• [WHAT YOU HAVE TO DO] Extend the parliamentary transcript on the euro changeover past its final sentence.

• [TEXT SEGMENT]
>> Begin
Mrs. Villiers (EPP/ED/UK):

Mr Duisenberg, I really would like to press you on this changeover issue. We have heard extensive things about what you are asking of small retailers, of ordinary people, of businesses with the changeover to the euro. What I would like to ask you is, have you and the ECB, or has the Commission, ever actually done an estimate of the total cost of this transfer, because it seems to me really unfair to ask people to undertake this course if we haven't even made an estimation of it. I mean, are there figures for the euro zone as a whole, or for individual countries? Secondly, I know obviously you will be concentrating at the moment on the changeover, but also we must not forget that enlargement of the euro zone is likely within the foreseeable future. What sort of preparations are you doing pending that enlargement process in terms of work and statistical analysis, obviously you got Greece in fairly quickly but are you actually doing further sort of pre-preparations on administrative and statistical work pending possible applications to enlarge the euro zone?
>> End
• [DATA LINES]
>> Begin
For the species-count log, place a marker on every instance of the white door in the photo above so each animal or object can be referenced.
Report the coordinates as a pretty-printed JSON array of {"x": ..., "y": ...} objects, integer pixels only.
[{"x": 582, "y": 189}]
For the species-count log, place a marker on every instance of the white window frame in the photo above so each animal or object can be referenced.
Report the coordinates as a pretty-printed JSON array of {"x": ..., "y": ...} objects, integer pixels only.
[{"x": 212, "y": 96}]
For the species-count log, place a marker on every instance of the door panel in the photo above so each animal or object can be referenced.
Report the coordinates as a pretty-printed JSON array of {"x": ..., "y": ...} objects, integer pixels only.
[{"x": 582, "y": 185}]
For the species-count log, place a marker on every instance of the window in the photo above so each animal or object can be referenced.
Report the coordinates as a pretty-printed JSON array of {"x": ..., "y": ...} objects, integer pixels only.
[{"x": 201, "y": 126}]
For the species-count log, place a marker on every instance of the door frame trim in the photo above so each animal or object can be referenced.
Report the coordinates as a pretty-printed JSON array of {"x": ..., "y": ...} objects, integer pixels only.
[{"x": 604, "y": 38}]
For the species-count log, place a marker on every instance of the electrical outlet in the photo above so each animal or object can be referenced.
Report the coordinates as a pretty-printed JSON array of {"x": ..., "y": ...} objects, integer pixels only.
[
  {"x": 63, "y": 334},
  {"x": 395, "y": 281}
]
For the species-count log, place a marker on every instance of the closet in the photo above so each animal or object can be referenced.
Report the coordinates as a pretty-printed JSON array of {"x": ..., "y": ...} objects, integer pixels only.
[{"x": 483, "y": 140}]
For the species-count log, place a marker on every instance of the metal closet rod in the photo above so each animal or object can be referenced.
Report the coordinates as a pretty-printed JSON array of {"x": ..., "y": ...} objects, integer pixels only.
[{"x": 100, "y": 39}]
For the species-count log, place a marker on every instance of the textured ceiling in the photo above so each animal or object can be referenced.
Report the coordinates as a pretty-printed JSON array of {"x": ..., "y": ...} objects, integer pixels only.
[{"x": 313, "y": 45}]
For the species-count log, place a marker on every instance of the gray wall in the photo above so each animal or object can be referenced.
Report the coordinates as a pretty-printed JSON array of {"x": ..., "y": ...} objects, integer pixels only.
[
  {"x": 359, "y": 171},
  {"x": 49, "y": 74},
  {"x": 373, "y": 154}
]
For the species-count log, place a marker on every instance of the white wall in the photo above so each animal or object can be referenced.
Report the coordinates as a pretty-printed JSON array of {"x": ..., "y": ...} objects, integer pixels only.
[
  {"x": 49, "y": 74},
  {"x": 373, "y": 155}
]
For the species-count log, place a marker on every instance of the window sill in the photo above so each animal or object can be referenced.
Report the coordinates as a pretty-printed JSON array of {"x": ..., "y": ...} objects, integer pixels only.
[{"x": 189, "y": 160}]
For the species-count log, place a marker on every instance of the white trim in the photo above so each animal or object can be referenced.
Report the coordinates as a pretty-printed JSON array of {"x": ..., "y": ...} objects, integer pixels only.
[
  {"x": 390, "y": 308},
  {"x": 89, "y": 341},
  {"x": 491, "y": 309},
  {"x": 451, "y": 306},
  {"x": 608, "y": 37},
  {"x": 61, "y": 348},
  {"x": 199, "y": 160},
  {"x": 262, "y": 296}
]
>> End
• [WRITTEN RESPONSE]
Mr Duisenberg:

The available estimates of total costs of the changeover range between 0.3 and 0.8 percent of GDP. These are one off costs, of course. But I would also in this context, when we talk about the changeover and frontloading again, like to point to one aspect which we should not enter into my consideration but at least, I think, should enter into your considerations, and that is if you frontload to the general public, possible ahead of lst January, it will cost the general public money. Assume that the general public would be able to get the banknotes, but would not be permitted to use them, that is a cost. They would then have to invest part of their monthly or weekly income, at least in the sums available for them to spend, in particular, in the rather costly month of December to invest in an asset which they could not use, and it would in general only be the more well to do people who could afford to be frontloaded. The others could not even afford to do that, because they would have to use the money, the hard won income from their labour, for other means. Now on enlargement we are in close contact with all the accession countries and have almost permanent contact at various levels, to prepare them for accession, that is on the legislative level, on statistics, on financial infrastructure. Those are either multilateral contacts, but there are also many bilateral contacts; mostly, we at the ECB, of course with the bentral banks of the particular countries, to prepare them. But then you have also to bear in mind that there is a difference in timing between accession to the European Union, accession to the exchange rate mechanism and accession to the euro area. But we are already now in very close contact and co-operation with all the accession countries on these various issues.

Mrs. Villiers (EPP/ED/UK):

A supplementary are those contacts being maintained with current members of the EU as well? I mean obviously we are very much aware of your work with the accession countries, but enlargement of the euro zone doesn't just relate to those who are applying to join the EU, it relates obviously to those current members of the EU who are not in the euro zone.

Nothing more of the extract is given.